──────── EXERCISE INPUT ────────
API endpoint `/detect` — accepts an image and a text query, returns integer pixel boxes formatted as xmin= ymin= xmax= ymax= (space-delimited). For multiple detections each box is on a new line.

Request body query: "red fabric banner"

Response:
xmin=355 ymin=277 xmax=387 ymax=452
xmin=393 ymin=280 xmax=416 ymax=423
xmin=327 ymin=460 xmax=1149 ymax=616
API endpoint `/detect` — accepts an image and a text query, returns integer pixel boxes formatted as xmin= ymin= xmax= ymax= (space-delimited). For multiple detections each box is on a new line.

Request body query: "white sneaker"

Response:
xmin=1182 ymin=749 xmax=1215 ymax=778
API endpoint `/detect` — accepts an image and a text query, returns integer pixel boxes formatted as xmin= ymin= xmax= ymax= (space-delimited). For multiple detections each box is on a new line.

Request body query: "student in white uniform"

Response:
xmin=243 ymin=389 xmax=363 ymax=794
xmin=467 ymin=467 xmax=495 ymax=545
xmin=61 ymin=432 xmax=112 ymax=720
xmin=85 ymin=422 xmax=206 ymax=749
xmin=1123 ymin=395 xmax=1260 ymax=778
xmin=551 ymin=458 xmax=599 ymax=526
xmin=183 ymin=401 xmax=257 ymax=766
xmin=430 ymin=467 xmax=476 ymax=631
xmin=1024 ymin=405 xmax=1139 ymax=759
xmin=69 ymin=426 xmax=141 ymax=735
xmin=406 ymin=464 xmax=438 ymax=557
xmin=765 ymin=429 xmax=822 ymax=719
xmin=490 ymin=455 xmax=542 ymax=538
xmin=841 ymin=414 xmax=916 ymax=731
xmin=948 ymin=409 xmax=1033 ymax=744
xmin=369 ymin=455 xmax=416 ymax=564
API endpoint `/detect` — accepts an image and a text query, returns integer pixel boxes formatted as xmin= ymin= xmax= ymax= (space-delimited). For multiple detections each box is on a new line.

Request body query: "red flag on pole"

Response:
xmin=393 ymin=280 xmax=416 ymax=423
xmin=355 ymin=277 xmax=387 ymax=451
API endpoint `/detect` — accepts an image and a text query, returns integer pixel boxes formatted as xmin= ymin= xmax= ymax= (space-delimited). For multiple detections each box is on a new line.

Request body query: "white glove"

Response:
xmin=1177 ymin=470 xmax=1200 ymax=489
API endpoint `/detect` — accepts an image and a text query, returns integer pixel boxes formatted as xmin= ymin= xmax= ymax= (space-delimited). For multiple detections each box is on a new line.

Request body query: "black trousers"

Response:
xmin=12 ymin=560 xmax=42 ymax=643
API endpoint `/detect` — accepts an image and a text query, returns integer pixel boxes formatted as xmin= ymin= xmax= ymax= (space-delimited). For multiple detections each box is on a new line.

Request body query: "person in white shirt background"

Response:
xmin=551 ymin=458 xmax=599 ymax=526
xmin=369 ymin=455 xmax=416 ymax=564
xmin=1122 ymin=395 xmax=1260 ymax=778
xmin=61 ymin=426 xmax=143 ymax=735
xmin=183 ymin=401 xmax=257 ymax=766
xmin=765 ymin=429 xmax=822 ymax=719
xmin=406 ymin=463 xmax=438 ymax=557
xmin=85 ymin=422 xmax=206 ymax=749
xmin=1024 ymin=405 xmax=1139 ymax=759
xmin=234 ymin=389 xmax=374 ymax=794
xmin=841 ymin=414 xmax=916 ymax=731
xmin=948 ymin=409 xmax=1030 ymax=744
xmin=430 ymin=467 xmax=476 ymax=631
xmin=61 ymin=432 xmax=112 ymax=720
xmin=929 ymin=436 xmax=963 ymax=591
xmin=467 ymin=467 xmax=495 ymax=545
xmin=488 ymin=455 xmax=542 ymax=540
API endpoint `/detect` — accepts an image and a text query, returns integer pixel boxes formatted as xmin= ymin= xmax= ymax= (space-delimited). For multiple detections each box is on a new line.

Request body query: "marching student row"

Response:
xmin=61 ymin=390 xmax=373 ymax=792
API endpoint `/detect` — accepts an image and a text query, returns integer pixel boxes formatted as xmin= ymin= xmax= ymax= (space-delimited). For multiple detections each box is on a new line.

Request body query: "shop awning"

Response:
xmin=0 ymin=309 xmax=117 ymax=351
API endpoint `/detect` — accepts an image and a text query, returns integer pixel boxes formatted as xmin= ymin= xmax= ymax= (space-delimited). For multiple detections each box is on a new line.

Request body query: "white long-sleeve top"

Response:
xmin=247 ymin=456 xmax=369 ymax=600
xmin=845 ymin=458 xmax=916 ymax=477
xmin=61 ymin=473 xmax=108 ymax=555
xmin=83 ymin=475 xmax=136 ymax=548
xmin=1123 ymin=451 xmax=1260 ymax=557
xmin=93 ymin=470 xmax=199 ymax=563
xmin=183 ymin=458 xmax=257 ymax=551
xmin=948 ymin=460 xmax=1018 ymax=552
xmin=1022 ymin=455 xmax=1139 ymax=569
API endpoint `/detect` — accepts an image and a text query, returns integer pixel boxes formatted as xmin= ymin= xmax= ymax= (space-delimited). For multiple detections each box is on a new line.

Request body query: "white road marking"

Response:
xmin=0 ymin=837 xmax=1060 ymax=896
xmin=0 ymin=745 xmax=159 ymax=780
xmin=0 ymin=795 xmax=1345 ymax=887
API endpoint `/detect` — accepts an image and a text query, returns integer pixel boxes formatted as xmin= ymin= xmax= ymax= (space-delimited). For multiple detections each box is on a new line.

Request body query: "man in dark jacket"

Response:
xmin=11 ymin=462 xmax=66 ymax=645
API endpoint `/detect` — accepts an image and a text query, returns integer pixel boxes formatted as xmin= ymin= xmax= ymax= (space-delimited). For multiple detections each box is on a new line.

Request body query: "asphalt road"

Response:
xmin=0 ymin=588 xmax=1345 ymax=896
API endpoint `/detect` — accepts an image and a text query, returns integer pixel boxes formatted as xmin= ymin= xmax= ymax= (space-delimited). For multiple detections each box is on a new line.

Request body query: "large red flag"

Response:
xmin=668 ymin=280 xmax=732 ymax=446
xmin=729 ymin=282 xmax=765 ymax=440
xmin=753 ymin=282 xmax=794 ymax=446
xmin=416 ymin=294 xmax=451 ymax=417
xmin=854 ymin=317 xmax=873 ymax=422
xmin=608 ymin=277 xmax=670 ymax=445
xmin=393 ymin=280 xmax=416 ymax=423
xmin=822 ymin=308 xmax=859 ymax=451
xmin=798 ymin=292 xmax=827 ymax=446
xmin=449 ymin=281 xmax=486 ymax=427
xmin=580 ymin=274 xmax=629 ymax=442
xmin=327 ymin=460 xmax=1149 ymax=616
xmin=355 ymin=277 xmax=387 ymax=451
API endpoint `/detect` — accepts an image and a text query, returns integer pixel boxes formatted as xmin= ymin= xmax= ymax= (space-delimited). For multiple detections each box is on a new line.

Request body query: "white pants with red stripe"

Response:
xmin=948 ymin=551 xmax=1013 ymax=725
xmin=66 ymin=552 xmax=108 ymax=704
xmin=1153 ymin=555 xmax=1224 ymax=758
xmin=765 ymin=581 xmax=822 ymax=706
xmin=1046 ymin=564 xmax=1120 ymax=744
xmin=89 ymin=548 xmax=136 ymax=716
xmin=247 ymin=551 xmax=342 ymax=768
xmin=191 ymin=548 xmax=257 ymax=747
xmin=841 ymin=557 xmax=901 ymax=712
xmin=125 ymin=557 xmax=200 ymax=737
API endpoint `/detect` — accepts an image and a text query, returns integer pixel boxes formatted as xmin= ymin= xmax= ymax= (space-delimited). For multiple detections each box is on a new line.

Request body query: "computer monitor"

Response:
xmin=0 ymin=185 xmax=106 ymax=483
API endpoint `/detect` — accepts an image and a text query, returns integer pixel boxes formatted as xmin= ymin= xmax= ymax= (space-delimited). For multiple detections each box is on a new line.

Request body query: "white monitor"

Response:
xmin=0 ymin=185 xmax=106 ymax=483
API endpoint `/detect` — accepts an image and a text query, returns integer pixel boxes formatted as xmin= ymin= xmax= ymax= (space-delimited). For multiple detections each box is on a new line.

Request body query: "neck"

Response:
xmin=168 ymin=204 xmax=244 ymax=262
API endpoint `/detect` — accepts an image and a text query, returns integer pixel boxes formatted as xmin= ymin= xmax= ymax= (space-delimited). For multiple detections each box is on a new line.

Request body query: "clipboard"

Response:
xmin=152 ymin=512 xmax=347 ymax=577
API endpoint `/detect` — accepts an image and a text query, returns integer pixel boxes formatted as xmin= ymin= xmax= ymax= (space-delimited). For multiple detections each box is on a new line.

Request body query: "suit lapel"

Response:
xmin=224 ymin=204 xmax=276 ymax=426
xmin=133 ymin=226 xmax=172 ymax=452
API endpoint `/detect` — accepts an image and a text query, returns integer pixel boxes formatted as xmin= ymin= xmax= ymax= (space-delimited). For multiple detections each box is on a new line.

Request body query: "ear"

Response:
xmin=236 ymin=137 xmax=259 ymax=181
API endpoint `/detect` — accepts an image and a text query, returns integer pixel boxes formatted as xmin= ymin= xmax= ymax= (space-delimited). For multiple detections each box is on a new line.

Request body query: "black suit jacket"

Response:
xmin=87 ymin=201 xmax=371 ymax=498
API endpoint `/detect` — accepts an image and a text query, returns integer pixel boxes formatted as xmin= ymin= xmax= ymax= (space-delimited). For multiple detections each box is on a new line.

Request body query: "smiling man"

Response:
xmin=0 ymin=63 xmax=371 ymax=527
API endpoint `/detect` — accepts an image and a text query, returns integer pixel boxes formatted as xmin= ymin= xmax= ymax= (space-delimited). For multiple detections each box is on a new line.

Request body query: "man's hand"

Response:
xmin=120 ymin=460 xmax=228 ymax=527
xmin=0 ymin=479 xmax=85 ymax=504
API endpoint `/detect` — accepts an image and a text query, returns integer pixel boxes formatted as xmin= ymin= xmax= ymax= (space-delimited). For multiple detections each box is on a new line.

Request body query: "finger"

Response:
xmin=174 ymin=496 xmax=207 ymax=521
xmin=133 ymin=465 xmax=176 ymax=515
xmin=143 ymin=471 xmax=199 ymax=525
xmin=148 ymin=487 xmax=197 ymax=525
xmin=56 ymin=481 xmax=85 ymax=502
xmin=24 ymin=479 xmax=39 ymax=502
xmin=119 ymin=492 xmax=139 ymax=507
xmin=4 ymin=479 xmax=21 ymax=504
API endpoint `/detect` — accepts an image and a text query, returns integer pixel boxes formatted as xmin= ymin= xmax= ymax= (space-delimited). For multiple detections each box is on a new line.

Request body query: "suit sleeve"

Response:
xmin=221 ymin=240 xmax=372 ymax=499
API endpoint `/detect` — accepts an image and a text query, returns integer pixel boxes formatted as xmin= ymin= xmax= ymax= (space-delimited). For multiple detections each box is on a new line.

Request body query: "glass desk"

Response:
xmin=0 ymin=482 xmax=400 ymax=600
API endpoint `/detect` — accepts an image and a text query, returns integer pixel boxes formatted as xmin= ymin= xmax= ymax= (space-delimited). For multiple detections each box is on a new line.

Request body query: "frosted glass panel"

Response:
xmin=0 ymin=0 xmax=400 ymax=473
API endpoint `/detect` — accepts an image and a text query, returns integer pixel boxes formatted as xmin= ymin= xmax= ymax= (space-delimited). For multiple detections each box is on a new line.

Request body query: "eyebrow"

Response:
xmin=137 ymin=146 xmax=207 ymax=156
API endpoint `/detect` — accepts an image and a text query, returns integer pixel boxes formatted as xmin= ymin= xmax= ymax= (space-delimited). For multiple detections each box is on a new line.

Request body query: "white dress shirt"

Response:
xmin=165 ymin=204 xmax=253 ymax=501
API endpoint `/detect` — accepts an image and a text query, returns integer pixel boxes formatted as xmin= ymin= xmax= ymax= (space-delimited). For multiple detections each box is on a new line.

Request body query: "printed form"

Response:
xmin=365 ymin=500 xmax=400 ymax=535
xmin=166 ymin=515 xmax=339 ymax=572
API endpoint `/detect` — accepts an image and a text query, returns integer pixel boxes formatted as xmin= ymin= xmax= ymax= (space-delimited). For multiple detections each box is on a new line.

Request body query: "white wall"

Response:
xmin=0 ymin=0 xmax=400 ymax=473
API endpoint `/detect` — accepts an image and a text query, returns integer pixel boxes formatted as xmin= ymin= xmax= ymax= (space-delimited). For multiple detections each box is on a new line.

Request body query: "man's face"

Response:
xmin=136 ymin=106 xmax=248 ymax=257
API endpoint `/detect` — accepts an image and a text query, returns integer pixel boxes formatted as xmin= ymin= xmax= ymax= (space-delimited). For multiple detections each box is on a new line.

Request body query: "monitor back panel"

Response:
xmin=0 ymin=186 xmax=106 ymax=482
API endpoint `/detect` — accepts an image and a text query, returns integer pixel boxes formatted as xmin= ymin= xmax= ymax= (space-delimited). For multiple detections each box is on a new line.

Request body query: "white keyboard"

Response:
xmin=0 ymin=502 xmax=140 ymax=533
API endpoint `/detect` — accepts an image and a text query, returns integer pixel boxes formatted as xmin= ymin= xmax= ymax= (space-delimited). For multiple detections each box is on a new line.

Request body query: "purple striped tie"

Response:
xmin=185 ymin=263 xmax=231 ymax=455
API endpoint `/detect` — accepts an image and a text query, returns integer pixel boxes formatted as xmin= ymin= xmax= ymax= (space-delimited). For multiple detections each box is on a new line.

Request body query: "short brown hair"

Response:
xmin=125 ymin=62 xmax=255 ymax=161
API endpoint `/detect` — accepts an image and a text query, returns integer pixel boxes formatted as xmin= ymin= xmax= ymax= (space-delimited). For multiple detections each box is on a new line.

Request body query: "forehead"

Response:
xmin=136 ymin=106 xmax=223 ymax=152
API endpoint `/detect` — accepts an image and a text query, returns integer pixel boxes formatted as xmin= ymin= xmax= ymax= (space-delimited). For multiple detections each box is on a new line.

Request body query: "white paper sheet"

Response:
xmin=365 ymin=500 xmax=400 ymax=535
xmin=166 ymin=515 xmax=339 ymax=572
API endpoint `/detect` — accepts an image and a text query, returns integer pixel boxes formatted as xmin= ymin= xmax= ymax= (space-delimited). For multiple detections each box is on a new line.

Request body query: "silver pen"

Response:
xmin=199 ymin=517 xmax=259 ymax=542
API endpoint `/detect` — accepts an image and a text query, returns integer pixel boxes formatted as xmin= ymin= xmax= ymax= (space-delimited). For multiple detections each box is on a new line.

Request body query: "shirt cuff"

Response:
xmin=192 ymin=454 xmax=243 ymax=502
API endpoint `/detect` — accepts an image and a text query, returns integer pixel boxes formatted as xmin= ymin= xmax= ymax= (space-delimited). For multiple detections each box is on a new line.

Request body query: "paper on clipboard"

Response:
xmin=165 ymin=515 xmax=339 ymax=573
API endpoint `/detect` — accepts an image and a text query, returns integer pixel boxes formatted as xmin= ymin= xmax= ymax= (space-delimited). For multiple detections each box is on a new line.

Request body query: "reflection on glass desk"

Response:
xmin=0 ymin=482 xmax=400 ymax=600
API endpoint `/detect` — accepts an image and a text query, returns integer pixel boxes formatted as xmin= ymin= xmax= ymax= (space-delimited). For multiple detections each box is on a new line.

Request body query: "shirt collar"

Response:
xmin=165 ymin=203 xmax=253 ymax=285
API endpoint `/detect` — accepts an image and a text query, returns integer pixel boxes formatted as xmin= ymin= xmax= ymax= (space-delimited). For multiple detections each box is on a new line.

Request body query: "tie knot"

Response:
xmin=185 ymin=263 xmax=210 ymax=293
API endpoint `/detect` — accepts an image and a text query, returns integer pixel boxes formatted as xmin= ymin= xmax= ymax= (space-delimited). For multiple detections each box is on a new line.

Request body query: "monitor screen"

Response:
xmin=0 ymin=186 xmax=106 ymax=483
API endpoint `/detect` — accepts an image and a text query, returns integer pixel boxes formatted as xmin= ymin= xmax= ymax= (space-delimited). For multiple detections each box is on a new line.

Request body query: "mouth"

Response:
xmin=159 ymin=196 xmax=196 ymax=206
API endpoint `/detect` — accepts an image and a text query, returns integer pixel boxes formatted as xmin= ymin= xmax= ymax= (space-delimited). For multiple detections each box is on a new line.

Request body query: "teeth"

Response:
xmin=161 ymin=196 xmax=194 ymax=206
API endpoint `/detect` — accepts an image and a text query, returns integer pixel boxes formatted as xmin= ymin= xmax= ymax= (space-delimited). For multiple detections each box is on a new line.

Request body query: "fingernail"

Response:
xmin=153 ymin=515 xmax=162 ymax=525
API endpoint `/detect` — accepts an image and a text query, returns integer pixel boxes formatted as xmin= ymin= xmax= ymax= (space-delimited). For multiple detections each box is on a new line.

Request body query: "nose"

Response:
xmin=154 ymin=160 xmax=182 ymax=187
────────
TASK DESCRIPTION
Gather every line in the data above that contains the word "jacket".

ANSWER FOR THE TASK
Request body query: "man in dark jacket"
Request body query: "black suit jacket"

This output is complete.